> _TEXTO DEL DOCUMENTO_
· · · · ·

Mi artículo sobre el Día -la semana, en breve el mes- del Orgullo gay ha propiciado la correspondiente catarata de insultos.

Pero siempre hay uno que me llama la atención y que, naturalmente, no ha faltado a la cita, tampoco en esta ocasión. Es siempre el mismo y anda sobrado de rabia: Ojalá te salgan tres hijos maricones. Generalmente sólo me desean uno, pero esta vez ha habido quien ha subido el premio al trío.

Y esto es lo que me sorprende. Por mi trato con gays, sé de buena tinta que su principal insulto es justamente ese: ojalá te salga un hijo maricón. Es la coletilla final de un trafago de ideas bastante repetitivas, en las que se cantan las excelencias sobre la homosexualidad, una libre opción sexual tan digna como la heterosexual. Ahora bien, si la condición de homosexual es tan formidable, ¿por qué lo empela como insulto, por qué me maldicen justamente con tan indeseable desideratum?

· · · · ·

> _LÍNEAS LISTADAS_

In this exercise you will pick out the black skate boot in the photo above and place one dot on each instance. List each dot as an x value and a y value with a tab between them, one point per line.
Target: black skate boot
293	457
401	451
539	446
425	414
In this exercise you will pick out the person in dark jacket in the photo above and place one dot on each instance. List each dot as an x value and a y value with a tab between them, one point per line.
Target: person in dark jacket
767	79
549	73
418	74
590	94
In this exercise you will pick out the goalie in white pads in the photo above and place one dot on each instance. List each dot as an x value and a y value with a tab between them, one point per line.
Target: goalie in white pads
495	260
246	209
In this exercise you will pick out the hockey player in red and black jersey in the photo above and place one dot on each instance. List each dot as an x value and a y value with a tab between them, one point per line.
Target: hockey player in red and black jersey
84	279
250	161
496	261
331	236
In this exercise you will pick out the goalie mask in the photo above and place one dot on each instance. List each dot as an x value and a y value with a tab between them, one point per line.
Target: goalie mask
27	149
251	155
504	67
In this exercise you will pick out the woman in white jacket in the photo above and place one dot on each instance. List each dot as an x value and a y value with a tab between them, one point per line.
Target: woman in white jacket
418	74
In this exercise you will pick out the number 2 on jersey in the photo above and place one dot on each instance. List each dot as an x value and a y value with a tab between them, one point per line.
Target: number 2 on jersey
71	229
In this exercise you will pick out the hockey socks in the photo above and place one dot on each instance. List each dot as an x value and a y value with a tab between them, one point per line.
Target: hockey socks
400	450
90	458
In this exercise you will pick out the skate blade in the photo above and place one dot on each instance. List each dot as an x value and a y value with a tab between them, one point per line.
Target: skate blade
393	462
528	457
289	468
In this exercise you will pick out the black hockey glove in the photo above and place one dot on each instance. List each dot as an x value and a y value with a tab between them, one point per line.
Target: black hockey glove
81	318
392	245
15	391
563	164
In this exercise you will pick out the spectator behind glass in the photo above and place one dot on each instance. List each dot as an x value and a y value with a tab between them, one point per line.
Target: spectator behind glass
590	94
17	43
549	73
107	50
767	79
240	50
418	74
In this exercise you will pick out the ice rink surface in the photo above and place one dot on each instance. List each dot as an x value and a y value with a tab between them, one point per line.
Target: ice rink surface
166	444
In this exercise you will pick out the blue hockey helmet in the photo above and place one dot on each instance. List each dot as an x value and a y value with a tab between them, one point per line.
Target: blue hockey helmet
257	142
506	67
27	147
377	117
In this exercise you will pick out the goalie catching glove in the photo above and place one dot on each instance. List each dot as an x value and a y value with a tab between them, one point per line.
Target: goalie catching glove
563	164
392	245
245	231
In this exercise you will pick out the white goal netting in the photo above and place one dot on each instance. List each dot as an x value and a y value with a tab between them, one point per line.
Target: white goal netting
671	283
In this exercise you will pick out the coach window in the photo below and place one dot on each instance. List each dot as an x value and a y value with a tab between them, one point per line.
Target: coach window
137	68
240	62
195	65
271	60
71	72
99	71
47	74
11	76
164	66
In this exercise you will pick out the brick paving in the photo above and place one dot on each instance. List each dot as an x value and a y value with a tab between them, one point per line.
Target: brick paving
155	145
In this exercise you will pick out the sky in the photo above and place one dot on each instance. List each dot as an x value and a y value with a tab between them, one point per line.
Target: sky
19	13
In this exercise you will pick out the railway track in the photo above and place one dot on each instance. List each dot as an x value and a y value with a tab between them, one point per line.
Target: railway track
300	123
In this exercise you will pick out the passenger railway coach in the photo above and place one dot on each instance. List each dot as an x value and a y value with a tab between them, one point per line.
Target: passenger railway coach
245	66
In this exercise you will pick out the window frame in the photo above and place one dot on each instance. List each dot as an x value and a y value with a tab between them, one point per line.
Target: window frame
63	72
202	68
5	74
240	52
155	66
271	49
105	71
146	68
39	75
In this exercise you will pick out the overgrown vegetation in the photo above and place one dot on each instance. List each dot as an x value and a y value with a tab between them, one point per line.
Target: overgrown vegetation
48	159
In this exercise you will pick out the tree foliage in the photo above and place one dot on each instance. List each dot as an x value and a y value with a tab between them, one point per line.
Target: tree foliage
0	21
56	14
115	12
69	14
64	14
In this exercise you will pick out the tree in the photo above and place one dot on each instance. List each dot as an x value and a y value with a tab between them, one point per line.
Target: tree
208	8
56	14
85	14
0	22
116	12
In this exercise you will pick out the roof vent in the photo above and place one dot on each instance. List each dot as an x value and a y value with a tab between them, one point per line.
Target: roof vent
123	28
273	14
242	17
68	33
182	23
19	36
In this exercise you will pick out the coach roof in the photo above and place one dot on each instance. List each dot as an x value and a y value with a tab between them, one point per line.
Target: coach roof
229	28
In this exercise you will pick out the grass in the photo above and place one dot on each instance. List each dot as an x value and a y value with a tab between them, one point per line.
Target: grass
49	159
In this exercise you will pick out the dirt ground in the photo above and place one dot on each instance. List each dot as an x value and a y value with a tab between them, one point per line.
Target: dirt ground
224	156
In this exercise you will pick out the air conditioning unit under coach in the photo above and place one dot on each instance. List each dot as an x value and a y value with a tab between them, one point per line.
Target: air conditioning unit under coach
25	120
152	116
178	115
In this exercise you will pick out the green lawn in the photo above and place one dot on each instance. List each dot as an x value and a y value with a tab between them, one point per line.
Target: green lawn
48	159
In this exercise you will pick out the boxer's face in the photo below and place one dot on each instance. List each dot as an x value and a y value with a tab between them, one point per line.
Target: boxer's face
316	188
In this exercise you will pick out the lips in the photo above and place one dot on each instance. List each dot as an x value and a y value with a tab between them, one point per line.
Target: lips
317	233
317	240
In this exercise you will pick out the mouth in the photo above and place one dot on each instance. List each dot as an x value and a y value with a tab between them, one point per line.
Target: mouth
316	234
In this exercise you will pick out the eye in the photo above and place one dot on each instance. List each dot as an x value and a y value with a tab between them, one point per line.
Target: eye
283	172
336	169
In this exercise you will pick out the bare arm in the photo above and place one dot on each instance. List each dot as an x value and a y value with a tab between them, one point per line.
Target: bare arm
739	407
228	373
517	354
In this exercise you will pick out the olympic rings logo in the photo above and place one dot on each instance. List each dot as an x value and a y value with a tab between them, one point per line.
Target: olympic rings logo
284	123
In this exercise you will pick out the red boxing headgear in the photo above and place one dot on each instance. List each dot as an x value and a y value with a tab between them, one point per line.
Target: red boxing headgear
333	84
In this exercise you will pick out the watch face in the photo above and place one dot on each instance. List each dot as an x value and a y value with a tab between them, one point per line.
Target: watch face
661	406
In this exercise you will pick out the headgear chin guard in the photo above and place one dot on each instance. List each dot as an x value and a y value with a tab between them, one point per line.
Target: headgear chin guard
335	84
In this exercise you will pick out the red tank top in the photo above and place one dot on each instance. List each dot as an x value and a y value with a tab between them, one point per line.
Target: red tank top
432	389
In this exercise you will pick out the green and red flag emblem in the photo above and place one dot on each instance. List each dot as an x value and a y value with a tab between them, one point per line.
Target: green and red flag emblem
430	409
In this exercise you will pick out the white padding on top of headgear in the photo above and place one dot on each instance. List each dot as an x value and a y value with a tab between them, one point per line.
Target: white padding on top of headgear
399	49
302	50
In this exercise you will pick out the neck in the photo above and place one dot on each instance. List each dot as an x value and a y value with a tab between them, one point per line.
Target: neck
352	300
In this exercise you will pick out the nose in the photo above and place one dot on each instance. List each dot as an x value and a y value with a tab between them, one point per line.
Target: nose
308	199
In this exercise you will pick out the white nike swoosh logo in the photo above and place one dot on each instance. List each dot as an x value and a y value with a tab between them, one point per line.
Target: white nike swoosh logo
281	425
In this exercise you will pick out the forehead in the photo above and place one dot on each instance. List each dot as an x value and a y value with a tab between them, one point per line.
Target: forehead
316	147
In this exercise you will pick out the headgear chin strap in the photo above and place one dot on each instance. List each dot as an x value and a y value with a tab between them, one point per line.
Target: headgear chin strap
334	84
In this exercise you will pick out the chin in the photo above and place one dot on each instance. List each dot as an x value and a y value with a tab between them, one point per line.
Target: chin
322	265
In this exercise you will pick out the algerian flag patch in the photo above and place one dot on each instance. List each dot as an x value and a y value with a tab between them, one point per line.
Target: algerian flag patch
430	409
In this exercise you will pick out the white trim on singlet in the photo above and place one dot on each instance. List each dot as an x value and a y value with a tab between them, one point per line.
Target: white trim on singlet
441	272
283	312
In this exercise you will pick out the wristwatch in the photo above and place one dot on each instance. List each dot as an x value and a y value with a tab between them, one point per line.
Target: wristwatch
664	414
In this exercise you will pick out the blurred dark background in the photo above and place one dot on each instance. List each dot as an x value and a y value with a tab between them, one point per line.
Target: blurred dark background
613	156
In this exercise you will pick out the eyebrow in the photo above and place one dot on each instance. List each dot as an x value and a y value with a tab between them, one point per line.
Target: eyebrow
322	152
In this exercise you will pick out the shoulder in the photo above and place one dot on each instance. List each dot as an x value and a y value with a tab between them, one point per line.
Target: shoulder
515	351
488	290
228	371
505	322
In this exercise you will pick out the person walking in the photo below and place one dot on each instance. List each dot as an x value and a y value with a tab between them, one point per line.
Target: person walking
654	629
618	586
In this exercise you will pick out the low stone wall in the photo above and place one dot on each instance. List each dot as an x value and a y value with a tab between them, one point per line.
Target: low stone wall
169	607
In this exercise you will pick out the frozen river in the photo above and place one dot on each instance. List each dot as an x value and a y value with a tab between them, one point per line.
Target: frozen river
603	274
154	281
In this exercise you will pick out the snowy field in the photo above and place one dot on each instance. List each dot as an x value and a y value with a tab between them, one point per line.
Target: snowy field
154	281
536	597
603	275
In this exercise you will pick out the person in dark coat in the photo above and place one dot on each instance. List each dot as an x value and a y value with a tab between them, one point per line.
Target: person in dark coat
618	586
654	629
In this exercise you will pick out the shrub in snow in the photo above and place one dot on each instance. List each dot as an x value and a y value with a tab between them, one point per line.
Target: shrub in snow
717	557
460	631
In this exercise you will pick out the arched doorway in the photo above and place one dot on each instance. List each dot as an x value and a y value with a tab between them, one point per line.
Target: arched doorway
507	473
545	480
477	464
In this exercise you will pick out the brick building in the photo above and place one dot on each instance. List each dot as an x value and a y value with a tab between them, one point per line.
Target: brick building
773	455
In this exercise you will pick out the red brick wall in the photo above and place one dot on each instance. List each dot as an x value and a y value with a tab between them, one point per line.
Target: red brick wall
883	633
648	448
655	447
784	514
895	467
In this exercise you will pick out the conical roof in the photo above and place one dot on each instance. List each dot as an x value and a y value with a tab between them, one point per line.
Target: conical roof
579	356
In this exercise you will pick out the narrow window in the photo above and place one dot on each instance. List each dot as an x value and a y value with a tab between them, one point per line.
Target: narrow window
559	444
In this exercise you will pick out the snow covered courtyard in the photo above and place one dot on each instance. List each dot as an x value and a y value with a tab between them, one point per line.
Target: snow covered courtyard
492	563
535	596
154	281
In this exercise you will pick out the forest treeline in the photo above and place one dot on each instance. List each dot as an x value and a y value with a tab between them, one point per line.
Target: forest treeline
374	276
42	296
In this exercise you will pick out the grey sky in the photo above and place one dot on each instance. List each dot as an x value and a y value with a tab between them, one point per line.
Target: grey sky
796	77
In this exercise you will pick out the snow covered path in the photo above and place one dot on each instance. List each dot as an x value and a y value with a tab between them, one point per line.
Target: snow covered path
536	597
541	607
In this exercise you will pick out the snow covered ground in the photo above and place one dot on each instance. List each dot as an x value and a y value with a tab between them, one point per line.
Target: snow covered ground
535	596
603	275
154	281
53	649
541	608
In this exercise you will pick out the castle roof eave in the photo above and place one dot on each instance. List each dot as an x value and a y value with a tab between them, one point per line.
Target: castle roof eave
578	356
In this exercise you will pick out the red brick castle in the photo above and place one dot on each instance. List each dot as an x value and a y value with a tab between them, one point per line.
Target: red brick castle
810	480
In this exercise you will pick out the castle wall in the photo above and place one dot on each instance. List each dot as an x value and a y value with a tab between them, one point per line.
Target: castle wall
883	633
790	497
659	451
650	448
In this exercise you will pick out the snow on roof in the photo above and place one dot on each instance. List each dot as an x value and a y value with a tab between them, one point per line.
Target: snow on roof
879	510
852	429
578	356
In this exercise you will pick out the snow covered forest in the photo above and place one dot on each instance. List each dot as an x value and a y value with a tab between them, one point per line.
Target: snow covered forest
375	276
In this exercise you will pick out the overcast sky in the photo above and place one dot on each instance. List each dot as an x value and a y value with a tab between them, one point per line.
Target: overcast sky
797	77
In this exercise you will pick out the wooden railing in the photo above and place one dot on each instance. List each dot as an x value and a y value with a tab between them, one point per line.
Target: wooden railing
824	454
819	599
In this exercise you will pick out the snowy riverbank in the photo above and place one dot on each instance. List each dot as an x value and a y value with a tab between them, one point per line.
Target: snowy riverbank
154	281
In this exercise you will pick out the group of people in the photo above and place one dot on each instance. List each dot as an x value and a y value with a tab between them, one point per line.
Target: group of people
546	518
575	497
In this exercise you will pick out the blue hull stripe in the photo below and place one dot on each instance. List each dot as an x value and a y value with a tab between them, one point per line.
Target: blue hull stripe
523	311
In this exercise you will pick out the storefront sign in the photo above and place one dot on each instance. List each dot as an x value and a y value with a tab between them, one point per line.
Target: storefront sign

· · · · ·

> _CONSIGNA 1_
Devuelve sin alteraciones todo el fragmento del texto del documento que va desde "Pero siempre hay" hasta "premio al trío.".
> _CONSIGNA 2_
Enumera los periodos de tiempo que el texto del documento atribuye a la celebración del Orgullo gay.
Las líneas no tienen ningún papel en lo que aquí se pide.

> _RESPUESTA 1_
Pero siempre hay uno que me llama la atención y que, naturalmente, no ha faltado a la cita, tampoco en esta ocasión. Es siempre el mismo y anda sobrado de rabia: Ojalá te salgan tres hijos maricones. Generalmente sólo me desean uno, pero esta vez ha habido quien ha subido el premio al trío.

> _RESPUESTA 2_
- el Día
- la semana
- el mes